[Records from a collection]
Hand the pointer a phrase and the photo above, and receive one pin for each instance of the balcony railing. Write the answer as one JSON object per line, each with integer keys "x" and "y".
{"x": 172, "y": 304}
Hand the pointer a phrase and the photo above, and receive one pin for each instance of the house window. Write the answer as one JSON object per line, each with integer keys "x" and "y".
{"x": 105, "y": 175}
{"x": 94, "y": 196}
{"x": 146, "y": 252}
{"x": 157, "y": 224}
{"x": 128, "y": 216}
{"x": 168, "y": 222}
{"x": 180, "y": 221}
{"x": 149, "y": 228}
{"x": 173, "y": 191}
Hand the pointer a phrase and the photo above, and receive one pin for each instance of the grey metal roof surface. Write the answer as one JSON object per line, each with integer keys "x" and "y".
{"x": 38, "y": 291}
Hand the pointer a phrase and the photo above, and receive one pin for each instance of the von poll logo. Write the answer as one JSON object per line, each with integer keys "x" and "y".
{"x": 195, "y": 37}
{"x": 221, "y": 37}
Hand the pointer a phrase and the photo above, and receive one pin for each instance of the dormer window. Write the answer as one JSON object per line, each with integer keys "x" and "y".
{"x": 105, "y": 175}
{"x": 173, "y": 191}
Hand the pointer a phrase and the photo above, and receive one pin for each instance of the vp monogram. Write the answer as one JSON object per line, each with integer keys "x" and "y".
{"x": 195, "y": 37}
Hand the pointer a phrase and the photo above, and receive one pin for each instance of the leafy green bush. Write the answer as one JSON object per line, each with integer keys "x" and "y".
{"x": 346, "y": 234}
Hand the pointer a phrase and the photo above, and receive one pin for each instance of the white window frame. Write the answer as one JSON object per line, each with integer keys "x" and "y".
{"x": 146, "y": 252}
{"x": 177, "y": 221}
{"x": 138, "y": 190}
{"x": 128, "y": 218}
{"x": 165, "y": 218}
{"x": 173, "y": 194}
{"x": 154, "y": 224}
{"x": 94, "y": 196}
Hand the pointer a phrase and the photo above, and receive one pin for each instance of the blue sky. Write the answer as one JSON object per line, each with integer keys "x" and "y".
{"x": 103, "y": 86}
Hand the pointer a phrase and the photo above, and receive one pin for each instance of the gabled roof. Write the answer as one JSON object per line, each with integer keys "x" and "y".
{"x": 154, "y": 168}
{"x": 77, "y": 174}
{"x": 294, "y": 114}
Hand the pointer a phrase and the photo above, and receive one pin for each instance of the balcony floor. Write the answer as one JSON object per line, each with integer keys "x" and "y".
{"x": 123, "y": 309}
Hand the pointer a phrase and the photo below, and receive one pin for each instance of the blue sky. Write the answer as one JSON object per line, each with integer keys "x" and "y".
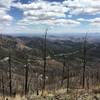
{"x": 60, "y": 16}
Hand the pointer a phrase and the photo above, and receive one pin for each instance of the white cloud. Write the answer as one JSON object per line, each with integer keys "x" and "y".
{"x": 5, "y": 18}
{"x": 83, "y": 6}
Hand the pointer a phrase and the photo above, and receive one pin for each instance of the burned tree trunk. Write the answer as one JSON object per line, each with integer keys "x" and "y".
{"x": 63, "y": 71}
{"x": 2, "y": 80}
{"x": 10, "y": 74}
{"x": 68, "y": 77}
{"x": 84, "y": 60}
{"x": 26, "y": 78}
{"x": 44, "y": 70}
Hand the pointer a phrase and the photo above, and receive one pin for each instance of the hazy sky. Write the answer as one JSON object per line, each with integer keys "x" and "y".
{"x": 60, "y": 16}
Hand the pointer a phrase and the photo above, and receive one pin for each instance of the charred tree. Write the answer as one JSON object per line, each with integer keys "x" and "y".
{"x": 84, "y": 60}
{"x": 26, "y": 77}
{"x": 10, "y": 74}
{"x": 45, "y": 54}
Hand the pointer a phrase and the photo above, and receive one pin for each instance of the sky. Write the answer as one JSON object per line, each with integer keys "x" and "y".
{"x": 59, "y": 16}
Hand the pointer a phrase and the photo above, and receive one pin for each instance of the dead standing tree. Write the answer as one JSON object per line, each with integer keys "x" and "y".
{"x": 45, "y": 54}
{"x": 10, "y": 72}
{"x": 84, "y": 60}
{"x": 26, "y": 77}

* **TASK STATEMENT**: Transcribe the entries above word for word, but leave every picture out of your copy.

* **FINAL ANSWER**:
Hand the pointer a phrase and the photo above, and receive one pin for each instance of the balcony railing. Write the answer as one JSON object per line, each with integer keys "x" and "y".
{"x": 172, "y": 304}
Hand the pointer a phrase and the photo above, and receive one pin for each instance of the house window. Write the answer as one JSON object per line, each with integer keys "x" and "y".
{"x": 105, "y": 175}
{"x": 94, "y": 196}
{"x": 146, "y": 252}
{"x": 157, "y": 224}
{"x": 128, "y": 216}
{"x": 168, "y": 222}
{"x": 180, "y": 221}
{"x": 149, "y": 228}
{"x": 173, "y": 191}
Hand the pointer a phrase and the photo above, and receive one pin for each instance of the grey metal roof surface. Write the answer as one JSON object per line, each with integer keys "x" and "y".
{"x": 38, "y": 291}
Hand the pointer a phrase and the photo above, and receive one pin for each instance of the von poll logo. Write the answer as one JSON object per line, each with integer keys "x" and "y".
{"x": 195, "y": 37}
{"x": 221, "y": 37}
Hand the pointer a phrase and the photo above, and receive one pin for each instance of the dormer window. Write the answer as one JSON object per line, each with integer keys "x" and "y".
{"x": 105, "y": 175}
{"x": 173, "y": 191}
Hand the pointer a phrase and the photo above, and receive one pin for each instance of the vp monogram. Write the answer as one JSON object per line, each with integer keys "x" and "y".
{"x": 195, "y": 37}
Hand the pointer a phrase and the photo above, and receive one pin for each instance of the leafy green bush. Write the answer as one JSON object per line, each with integer keys "x" and "y".
{"x": 346, "y": 234}
Hand the pointer a phrase and the photo above, and receive one pin for each instance of the white window frame. Write the answer as one JSON object per line, each with integer keys "x" and "y".
{"x": 146, "y": 252}
{"x": 177, "y": 221}
{"x": 138, "y": 190}
{"x": 128, "y": 218}
{"x": 165, "y": 218}
{"x": 173, "y": 194}
{"x": 154, "y": 224}
{"x": 94, "y": 196}
Hand the pointer a phrase and the photo above, and receive one pin for each instance of the blue sky. Write the answer as one JSON object per line, each with integer keys "x" and "y".
{"x": 103, "y": 86}
Hand the pointer a phrase and the photo above, and receive one pin for each instance of the gabled roof. Write the answer as one JSON object per line, each with integer keys "x" and "y".
{"x": 154, "y": 168}
{"x": 77, "y": 174}
{"x": 294, "y": 114}
Hand the pointer a phrase and the photo above, and receive one pin for each instance of the balcony floor. Write the answer as one JSON object per line, each with integer keys "x" and "y".
{"x": 123, "y": 309}
Hand the pointer a phrase and the photo below, and receive one pin for each instance of the blue sky. Write the answer as one JSON object per line, each with integer keys "x" and "y".
{"x": 60, "y": 16}
Hand the pointer a phrase and the photo above, and receive one pin for each instance of the white cloud. Write the answer as one JSON object per line, each with integer keys "x" and "y".
{"x": 5, "y": 18}
{"x": 83, "y": 6}
Hand the pointer a phrase and the photo above, and receive one pin for each instance of the burned tree trunk. Write the answer as one JSON object per line, each with integer keys "x" and "y".
{"x": 63, "y": 71}
{"x": 2, "y": 80}
{"x": 10, "y": 74}
{"x": 68, "y": 77}
{"x": 84, "y": 60}
{"x": 26, "y": 78}
{"x": 44, "y": 70}
Hand the pointer a phrase and the photo above, and receive one pin for each instance of the hazy sky. Write the answer as one JSON object per line, each with integer keys "x" and "y".
{"x": 60, "y": 16}
Hand the pointer a phrase and the photo above, and receive one pin for each instance of the charred tree. Write the answer as one JSON object per line, each with integer keys "x" and "y".
{"x": 84, "y": 60}
{"x": 26, "y": 77}
{"x": 10, "y": 74}
{"x": 45, "y": 54}
Hand the pointer a phrase and the photo above, and receive one pin for each instance of the sky. Write the answer as one JSON object per line, each with integer keys "x" and "y".
{"x": 59, "y": 16}
Hand the pointer a phrase and the photo above, and receive one pin for each instance of the dead standing tree. Write the answer as one JSON object per line, each with integer keys "x" and "y".
{"x": 45, "y": 54}
{"x": 10, "y": 72}
{"x": 84, "y": 60}
{"x": 26, "y": 77}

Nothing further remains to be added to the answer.